DATA EXCERPTS -
BEGIN

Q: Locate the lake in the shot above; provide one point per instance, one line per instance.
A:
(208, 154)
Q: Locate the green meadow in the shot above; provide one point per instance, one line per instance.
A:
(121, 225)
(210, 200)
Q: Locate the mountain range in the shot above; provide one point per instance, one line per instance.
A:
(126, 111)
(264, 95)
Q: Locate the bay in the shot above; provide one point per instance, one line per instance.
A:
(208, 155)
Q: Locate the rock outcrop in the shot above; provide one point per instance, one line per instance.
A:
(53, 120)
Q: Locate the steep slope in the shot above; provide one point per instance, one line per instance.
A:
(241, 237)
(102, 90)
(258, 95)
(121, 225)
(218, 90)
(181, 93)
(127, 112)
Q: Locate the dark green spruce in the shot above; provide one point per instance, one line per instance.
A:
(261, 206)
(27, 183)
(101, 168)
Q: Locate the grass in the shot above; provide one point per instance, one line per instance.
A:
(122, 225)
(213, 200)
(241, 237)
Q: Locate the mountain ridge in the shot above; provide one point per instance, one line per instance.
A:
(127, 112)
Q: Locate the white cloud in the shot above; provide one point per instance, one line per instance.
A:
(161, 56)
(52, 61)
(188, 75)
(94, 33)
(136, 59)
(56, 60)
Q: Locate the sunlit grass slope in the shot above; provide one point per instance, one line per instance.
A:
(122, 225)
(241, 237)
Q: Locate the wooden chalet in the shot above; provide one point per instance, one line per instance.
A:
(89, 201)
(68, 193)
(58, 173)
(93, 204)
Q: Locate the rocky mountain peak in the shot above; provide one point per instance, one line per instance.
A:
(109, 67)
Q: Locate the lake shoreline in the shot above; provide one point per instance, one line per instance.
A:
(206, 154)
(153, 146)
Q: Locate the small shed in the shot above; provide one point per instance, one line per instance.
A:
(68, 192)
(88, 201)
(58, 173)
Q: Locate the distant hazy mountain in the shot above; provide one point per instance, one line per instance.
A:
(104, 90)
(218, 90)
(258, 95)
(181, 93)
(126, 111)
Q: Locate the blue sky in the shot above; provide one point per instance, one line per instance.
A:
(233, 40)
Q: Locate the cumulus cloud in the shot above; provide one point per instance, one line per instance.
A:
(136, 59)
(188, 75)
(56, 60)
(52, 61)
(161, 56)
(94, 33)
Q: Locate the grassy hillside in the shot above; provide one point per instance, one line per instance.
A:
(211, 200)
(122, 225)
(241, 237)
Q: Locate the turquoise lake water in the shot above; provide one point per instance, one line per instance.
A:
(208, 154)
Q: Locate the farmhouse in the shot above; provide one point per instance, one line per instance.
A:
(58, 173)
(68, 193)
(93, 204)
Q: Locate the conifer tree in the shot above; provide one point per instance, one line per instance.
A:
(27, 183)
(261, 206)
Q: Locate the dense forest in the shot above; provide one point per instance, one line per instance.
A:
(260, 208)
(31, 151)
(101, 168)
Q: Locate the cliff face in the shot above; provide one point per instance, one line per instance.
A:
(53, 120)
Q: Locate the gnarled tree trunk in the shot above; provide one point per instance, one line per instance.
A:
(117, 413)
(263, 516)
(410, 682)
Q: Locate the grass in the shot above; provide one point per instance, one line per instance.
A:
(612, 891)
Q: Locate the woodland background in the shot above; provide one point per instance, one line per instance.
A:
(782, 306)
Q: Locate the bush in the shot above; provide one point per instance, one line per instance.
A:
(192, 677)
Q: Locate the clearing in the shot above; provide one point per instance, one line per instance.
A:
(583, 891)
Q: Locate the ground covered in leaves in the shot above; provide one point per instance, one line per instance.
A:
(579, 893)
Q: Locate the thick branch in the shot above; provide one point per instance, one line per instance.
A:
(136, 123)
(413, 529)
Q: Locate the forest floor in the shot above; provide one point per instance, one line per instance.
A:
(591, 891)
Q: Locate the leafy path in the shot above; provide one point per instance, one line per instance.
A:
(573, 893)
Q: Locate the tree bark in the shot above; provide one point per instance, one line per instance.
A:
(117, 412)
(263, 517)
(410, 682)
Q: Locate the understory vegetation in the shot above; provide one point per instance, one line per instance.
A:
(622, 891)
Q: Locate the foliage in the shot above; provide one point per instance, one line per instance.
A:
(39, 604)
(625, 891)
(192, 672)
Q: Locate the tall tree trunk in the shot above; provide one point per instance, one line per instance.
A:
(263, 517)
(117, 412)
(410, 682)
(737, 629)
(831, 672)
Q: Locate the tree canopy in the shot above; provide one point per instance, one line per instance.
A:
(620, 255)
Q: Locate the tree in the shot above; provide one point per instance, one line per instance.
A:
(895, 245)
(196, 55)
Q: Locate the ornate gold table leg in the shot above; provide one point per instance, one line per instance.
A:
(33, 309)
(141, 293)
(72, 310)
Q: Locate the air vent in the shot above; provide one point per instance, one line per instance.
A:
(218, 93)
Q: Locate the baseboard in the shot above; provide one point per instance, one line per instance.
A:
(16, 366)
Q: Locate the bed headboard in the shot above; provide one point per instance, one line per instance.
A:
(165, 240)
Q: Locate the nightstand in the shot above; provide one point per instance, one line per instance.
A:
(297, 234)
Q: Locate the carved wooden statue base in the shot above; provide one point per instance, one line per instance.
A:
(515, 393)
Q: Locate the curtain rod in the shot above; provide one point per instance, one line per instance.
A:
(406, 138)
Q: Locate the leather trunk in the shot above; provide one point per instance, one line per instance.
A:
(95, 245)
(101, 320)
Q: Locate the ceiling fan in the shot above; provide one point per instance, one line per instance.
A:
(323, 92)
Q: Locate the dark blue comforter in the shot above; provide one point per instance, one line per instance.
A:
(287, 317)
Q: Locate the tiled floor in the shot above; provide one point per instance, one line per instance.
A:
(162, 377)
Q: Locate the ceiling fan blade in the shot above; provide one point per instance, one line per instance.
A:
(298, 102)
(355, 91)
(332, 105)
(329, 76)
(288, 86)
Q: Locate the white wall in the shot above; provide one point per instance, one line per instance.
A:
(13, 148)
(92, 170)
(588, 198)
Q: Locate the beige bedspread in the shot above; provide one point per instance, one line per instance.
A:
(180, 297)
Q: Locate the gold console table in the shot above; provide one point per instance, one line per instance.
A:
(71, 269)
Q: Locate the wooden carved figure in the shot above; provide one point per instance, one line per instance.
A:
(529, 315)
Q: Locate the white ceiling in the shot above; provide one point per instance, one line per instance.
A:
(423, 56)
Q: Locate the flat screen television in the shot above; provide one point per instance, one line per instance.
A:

END

Copy, exactly and only, the lines above that begin with the one containing "Q: Locate the gnarled" and finish with the one containing "Q: Locate the clearing".

RESPONSE BELOW -
Q: Locate the gnarled tree trunk in the shot above; provide one point per instance, one line per instance.
A:
(117, 413)
(263, 516)
(410, 682)
Q: Locate the grass in the shot above; provide one point per instance, one line per instance.
A:
(612, 891)
Q: Locate the woodland background in the shot above; provide one point per instance, one line per instance.
A:
(782, 306)
Q: Locate the bush in the shot above; provide one point per instance, one line per instance.
A:
(192, 677)
Q: Locate the clearing in the shot above; provide one point per instance, one line per instance.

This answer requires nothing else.